(SUPPLIED MATERIAL)

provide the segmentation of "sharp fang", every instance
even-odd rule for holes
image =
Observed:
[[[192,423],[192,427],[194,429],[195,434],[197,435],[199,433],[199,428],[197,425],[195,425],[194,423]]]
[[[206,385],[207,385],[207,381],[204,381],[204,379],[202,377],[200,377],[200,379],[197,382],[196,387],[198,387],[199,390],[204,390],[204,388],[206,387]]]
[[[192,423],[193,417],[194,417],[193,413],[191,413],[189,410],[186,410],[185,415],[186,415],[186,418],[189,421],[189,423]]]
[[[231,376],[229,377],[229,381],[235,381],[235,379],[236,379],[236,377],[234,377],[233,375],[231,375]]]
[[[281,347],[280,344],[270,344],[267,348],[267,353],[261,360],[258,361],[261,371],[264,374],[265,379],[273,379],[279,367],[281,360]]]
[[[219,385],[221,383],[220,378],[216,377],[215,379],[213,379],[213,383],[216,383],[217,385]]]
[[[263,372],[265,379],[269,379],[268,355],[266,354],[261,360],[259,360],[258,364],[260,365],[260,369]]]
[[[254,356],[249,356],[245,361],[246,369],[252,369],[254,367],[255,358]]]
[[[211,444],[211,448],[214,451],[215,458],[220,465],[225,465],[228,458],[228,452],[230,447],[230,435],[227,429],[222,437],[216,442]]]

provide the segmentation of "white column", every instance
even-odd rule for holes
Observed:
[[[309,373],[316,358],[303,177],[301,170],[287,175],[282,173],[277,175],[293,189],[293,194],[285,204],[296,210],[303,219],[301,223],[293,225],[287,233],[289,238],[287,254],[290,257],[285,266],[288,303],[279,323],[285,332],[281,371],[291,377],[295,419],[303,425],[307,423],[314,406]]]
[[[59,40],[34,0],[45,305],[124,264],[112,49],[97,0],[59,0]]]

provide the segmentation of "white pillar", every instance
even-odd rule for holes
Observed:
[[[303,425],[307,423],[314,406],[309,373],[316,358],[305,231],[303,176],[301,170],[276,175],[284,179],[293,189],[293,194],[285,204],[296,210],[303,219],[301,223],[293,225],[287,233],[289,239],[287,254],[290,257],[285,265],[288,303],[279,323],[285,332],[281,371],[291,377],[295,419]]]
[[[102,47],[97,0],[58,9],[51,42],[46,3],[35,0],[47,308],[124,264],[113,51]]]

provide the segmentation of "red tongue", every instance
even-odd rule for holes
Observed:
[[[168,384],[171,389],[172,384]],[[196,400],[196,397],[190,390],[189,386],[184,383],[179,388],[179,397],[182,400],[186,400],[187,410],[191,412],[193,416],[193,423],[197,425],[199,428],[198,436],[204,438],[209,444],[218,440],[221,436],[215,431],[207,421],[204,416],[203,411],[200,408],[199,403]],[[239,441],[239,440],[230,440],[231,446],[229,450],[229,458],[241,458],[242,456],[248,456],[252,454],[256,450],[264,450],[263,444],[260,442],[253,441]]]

(End SUPPLIED MATERIAL)

> **PROBLEM**
Could you write out all the entries exactly as given?

> **SOLUTION FOR THIS TASK**
provide the segmentation of "sharp fang", every instance
even-odd rule for holes
image =
Observed:
[[[192,423],[192,427],[194,429],[195,434],[197,435],[199,433],[199,428],[197,425],[195,425],[194,423]]]
[[[206,385],[207,385],[207,381],[204,381],[204,379],[202,377],[200,377],[200,379],[197,382],[196,387],[198,387],[199,390],[204,390],[204,388],[206,387]]]
[[[192,423],[193,417],[194,417],[193,413],[191,413],[189,410],[186,410],[185,415],[186,415],[186,418],[189,421],[189,423]]]
[[[231,376],[229,377],[229,381],[235,381],[235,379],[236,379],[236,377],[234,377],[233,375],[231,375]]]
[[[281,347],[280,344],[270,344],[267,348],[267,353],[261,360],[258,361],[261,371],[264,374],[265,379],[273,379],[279,367],[281,360]]]
[[[219,385],[221,383],[220,378],[216,377],[215,379],[213,379],[213,383],[216,383],[217,385]]]
[[[263,372],[265,379],[269,379],[268,355],[266,354],[261,360],[259,360],[258,364],[260,365],[260,369]]]
[[[254,356],[249,356],[245,361],[246,369],[252,369],[254,367],[255,358]]]
[[[211,444],[211,448],[214,451],[215,458],[220,465],[225,465],[228,458],[228,452],[230,447],[230,435],[227,429],[222,437],[216,442]]]

provide the segmentation of "white column", every instance
even-odd rule for holes
Observed:
[[[309,373],[316,358],[303,177],[301,170],[287,175],[282,173],[277,175],[293,189],[293,194],[285,204],[296,210],[303,219],[301,223],[293,225],[287,233],[289,238],[287,254],[290,257],[285,266],[288,303],[279,323],[285,332],[281,371],[291,377],[295,419],[303,425],[307,423],[314,406]]]
[[[59,40],[34,0],[45,305],[124,264],[112,49],[97,0],[59,0]]]

provide the segmentation of "white pillar", every instance
even-odd rule for holes
Observed:
[[[303,425],[307,423],[314,406],[309,373],[316,358],[305,231],[303,176],[301,170],[276,175],[284,179],[293,189],[293,194],[285,204],[296,210],[303,219],[301,223],[293,225],[287,233],[289,239],[287,254],[290,257],[285,265],[288,303],[279,323],[285,332],[281,371],[291,377],[295,419]]]
[[[102,47],[97,0],[58,9],[51,42],[46,3],[35,0],[47,308],[124,264],[113,51]]]

provide the segmentation of "red tongue", every instance
even-odd rule for holes
Observed:
[[[168,384],[171,389],[172,384]],[[196,400],[196,397],[190,390],[189,386],[184,383],[179,388],[179,397],[182,400],[186,400],[187,410],[191,412],[193,416],[193,423],[197,425],[199,428],[198,436],[204,438],[209,444],[218,440],[221,436],[215,431],[207,421],[204,416],[203,411],[200,408],[199,403]],[[239,441],[239,440],[230,440],[231,446],[229,450],[229,458],[241,458],[242,456],[248,456],[252,454],[256,450],[264,450],[263,444],[260,442],[253,441]]]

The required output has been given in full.